───── Input rows ─────

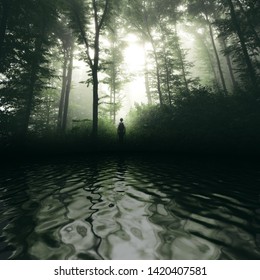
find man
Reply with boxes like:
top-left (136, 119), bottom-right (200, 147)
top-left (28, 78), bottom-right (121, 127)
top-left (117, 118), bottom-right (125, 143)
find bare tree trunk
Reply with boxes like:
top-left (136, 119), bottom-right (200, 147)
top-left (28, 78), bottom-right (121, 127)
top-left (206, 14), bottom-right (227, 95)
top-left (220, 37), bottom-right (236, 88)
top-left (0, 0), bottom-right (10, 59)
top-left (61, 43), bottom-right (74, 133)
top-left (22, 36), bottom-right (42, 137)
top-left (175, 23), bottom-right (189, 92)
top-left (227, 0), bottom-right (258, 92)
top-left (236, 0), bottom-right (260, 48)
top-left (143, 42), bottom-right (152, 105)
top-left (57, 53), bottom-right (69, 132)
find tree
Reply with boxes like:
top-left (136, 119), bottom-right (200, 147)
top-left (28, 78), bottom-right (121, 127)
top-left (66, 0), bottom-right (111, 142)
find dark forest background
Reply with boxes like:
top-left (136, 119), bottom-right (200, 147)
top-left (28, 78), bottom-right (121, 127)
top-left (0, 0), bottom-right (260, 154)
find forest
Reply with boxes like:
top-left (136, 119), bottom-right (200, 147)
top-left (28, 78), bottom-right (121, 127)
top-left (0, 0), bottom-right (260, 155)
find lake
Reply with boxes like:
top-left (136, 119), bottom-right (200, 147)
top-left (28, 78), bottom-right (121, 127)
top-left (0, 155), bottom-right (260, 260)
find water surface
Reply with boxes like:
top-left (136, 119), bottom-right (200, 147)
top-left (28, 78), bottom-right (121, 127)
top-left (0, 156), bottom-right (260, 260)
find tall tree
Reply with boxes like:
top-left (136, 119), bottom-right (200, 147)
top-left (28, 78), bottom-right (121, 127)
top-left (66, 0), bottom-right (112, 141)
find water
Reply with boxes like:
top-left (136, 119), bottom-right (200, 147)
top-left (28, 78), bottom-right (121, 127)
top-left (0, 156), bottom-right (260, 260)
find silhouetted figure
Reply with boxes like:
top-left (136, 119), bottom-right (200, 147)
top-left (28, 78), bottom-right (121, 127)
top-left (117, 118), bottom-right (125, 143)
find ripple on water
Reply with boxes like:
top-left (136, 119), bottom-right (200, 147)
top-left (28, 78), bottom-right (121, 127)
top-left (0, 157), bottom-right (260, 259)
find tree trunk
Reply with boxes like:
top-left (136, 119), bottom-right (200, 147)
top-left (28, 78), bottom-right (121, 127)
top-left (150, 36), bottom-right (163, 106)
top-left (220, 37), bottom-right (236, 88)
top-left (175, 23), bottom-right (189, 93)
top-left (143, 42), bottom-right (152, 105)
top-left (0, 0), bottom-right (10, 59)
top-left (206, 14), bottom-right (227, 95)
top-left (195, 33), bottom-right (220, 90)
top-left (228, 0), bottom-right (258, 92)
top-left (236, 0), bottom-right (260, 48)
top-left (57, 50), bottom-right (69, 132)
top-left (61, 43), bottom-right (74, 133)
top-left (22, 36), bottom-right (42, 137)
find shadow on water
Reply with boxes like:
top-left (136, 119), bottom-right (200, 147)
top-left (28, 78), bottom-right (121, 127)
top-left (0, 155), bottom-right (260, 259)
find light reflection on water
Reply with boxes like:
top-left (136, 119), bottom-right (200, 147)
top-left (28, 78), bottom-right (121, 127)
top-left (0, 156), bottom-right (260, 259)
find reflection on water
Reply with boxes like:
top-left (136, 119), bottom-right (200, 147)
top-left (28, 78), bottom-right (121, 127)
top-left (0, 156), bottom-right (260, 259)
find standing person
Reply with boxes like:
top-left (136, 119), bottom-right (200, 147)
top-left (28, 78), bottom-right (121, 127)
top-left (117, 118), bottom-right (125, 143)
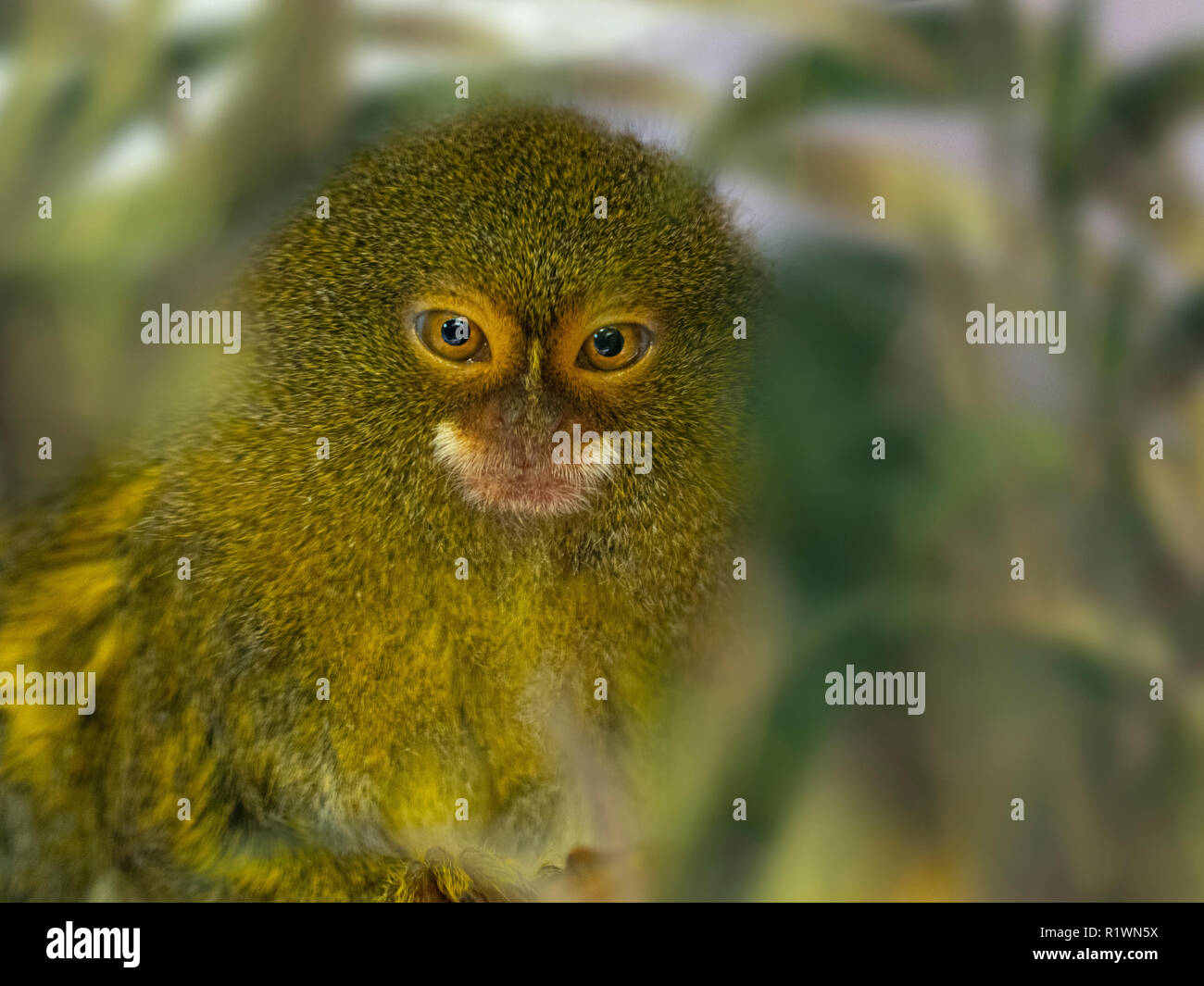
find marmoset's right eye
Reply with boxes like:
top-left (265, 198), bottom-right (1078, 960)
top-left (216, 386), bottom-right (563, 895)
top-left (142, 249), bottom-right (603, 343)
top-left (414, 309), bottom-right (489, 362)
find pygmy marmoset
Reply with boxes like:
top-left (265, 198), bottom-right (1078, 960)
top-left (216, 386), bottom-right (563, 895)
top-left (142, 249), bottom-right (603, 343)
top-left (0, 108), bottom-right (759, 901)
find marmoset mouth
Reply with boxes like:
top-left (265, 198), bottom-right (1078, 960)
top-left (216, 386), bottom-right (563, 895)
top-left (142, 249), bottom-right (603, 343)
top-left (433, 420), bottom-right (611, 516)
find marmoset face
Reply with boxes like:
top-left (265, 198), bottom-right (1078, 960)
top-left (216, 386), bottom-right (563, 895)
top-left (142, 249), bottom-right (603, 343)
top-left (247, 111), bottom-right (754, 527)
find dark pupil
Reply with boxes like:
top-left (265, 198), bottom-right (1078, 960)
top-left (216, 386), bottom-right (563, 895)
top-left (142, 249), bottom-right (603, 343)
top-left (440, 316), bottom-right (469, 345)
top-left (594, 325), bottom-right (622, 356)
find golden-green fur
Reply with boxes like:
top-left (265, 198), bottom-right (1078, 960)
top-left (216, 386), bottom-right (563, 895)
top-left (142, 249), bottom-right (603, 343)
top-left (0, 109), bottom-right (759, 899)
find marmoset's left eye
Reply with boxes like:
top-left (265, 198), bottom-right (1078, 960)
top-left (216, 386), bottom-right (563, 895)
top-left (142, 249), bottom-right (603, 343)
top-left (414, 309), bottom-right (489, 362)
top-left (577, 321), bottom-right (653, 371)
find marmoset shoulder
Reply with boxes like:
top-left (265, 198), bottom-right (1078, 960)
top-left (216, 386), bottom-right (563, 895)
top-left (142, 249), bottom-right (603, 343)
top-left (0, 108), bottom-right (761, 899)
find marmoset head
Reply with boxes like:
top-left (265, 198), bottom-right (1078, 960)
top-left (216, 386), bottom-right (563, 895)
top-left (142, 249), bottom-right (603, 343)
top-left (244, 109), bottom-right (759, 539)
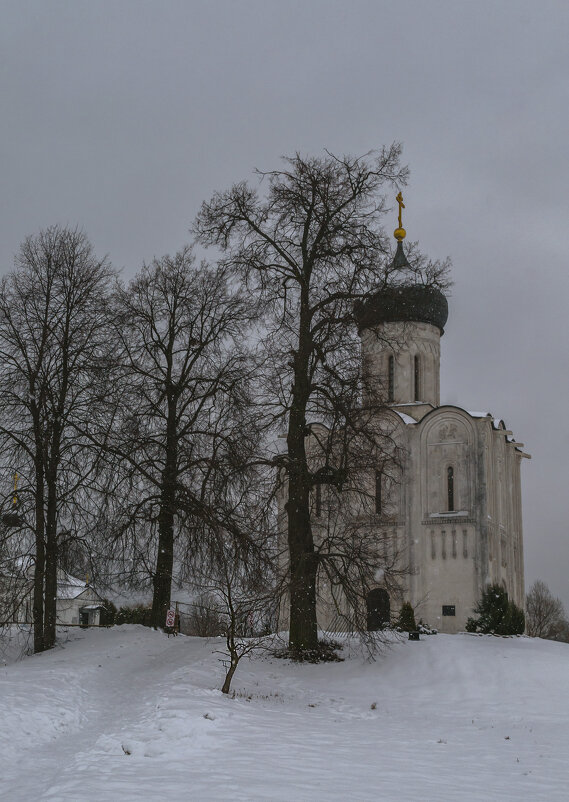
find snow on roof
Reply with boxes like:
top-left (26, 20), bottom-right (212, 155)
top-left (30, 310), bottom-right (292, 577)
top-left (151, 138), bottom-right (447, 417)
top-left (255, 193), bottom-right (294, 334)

─────

* [Aim]: Could you copy out the lines of the material above word for word, starting with the line that contains "find marmoset shoulder" and continuing through the line that contains "top-left (0, 108), bottom-right (761, 899)"?

* [Exercise response]:
find marmoset shoulder
Reply with boxes like:
top-left (265, 198), bottom-right (1078, 960)
top-left (216, 386), bottom-right (563, 895)
top-left (142, 249), bottom-right (603, 343)
top-left (0, 108), bottom-right (761, 899)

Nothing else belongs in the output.